▸ WORK TO BE COMPLETED
Starting with the line containing "Question. Locate the golden" and going on through the end of the data, reproduce every line. Shift each coordinate in the answer points up by 136, and leave all other numbers as they are.

○ ○ ○ ○ ○ ○ ○

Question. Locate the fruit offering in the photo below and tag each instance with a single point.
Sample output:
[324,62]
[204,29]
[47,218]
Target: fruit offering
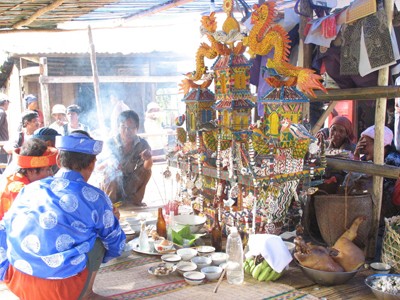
[259,269]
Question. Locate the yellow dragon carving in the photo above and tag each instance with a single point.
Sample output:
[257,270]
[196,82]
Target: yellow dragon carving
[222,42]
[265,36]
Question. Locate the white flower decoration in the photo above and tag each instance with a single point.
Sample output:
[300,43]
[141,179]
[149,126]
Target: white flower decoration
[59,184]
[90,194]
[30,243]
[48,220]
[83,248]
[80,226]
[64,242]
[108,219]
[79,259]
[95,216]
[69,203]
[54,260]
[23,266]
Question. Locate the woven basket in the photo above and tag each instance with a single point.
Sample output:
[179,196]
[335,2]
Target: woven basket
[391,244]
[331,212]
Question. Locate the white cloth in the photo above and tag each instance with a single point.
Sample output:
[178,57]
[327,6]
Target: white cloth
[272,248]
[387,134]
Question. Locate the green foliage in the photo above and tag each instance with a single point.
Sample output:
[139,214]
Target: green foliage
[178,237]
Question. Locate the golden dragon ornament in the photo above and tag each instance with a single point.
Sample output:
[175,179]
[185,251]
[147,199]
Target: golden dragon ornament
[265,36]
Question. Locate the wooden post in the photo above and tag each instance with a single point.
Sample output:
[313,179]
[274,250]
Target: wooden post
[96,84]
[323,117]
[44,91]
[380,114]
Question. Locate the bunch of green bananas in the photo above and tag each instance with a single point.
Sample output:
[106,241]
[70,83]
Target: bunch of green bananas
[259,269]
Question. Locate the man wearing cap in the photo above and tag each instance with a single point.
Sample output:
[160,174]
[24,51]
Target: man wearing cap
[30,122]
[4,102]
[118,107]
[126,163]
[32,103]
[153,126]
[46,134]
[73,112]
[33,160]
[75,229]
[58,112]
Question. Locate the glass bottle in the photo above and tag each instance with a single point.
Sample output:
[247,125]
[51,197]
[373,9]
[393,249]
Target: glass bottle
[216,233]
[234,248]
[143,239]
[161,224]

○ ○ ○ ○ ○ ○ ○

▸ COMPLETED TASK
Question. Locate the golden dragon ornament in the photo above and tag each instance with a single point.
Sample output:
[175,179]
[185,251]
[147,199]
Target: golden dragon ornament
[401,172]
Question. Locate the wooden post in the photo above and tag each instance with a single point.
Sample output:
[313,179]
[274,250]
Target: wooden post
[232,220]
[459,253]
[180,227]
[516,250]
Question. Locate the bunch of green bananas in the photo above and tag each instance with a single point.
Sample output:
[106,241]
[70,83]
Target: bunch of green bananas
[395,405]
Question. Locate the man wearing cap in the photo above and tag each instance with a single point.
Sample output:
[160,174]
[24,51]
Target: man wearing cap
[166,258]
[140,238]
[254,243]
[262,299]
[168,239]
[289,262]
[182,270]
[209,248]
[169,296]
[211,365]
[194,248]
Question. Locate the glass bottle in the photo above and tag each instance with a single point.
Sample output:
[247,125]
[51,197]
[373,9]
[393,249]
Target: glass bottle
[352,369]
[370,384]
[279,375]
[297,360]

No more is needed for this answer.